• _YOUR INSTRUCTIONS_
In every row below, change "Submission" to "Result" and reproduce the lines with nothing else altered. Leave the pictures out of your output.

• _SUPPLIED MATERIAL_
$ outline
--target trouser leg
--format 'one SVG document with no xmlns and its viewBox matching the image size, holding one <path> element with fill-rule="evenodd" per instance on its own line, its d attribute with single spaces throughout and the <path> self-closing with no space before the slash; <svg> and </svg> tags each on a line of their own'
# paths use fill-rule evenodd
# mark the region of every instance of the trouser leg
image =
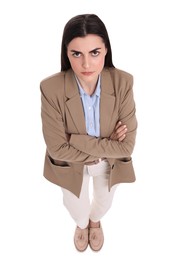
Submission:
<svg viewBox="0 0 173 260">
<path fill-rule="evenodd" d="M 86 166 L 84 167 L 83 175 L 83 183 L 79 198 L 72 192 L 62 188 L 64 206 L 69 211 L 77 226 L 82 229 L 87 227 L 90 214 L 89 175 Z"/>
<path fill-rule="evenodd" d="M 99 167 L 91 168 L 90 175 L 93 176 L 93 200 L 91 203 L 90 219 L 98 222 L 110 209 L 114 192 L 118 185 L 108 190 L 108 179 L 110 165 L 107 161 L 99 164 Z"/>
</svg>

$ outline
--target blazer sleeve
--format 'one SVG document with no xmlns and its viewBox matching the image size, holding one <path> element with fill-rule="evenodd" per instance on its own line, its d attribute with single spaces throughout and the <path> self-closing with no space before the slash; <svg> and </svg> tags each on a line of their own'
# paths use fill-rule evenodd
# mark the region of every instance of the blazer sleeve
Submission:
<svg viewBox="0 0 173 260">
<path fill-rule="evenodd" d="M 71 146 L 65 132 L 61 108 L 48 94 L 47 86 L 40 85 L 41 90 L 41 119 L 43 136 L 47 151 L 54 160 L 84 163 L 95 160 L 78 148 Z M 98 157 L 97 157 L 98 158 Z"/>
<path fill-rule="evenodd" d="M 126 82 L 126 87 L 119 92 L 120 107 L 119 120 L 127 125 L 128 132 L 122 142 L 109 138 L 96 138 L 89 135 L 75 135 L 70 139 L 70 144 L 92 156 L 99 158 L 124 158 L 130 157 L 136 138 L 137 120 L 133 95 L 133 78 Z"/>
</svg>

• _ANSWER FOR THE TASK_
$ outline
--target trouser leg
--format 'one SVG document with no xmlns and its viewBox matching the image size, holding one <path> element with fill-rule="evenodd" per instance on its own line, its d attribute with single spaces throughout and the <path> self-closing with no space before the slash; <svg> and </svg> tags each on a line of their own'
# paths use fill-rule evenodd
# mark the region of every instance of the trouser leg
image =
Result:
<svg viewBox="0 0 173 260">
<path fill-rule="evenodd" d="M 86 166 L 84 167 L 83 175 L 83 183 L 79 198 L 72 192 L 62 188 L 64 206 L 69 211 L 77 226 L 82 229 L 87 227 L 90 214 L 89 175 Z"/>
<path fill-rule="evenodd" d="M 99 167 L 91 168 L 90 175 L 93 176 L 93 200 L 91 203 L 90 219 L 98 222 L 110 209 L 114 192 L 118 185 L 108 190 L 108 179 L 110 165 L 107 161 L 99 164 Z"/>
</svg>

$ outline
--target blazer sleeve
--format 'one SVG document with no xmlns and its viewBox matching the image size, holding one <path> element with fill-rule="evenodd" per instance on its own line, its d attribute with single spaces throughout and the <path> self-closing with no space before the slash; <svg> and </svg> tags each on a line of their own'
# paths use fill-rule evenodd
# mark the region of every instance of the blazer sleeve
Result:
<svg viewBox="0 0 173 260">
<path fill-rule="evenodd" d="M 71 146 L 65 132 L 61 108 L 48 94 L 47 86 L 40 85 L 41 90 L 41 119 L 43 136 L 47 151 L 54 160 L 84 163 L 95 160 L 78 148 Z M 98 157 L 97 157 L 98 158 Z"/>
<path fill-rule="evenodd" d="M 126 82 L 126 87 L 119 92 L 120 107 L 119 120 L 127 125 L 128 132 L 122 142 L 109 138 L 96 138 L 89 135 L 75 135 L 70 139 L 70 144 L 92 156 L 99 158 L 124 158 L 130 157 L 136 138 L 137 120 L 133 95 L 133 78 Z"/>
</svg>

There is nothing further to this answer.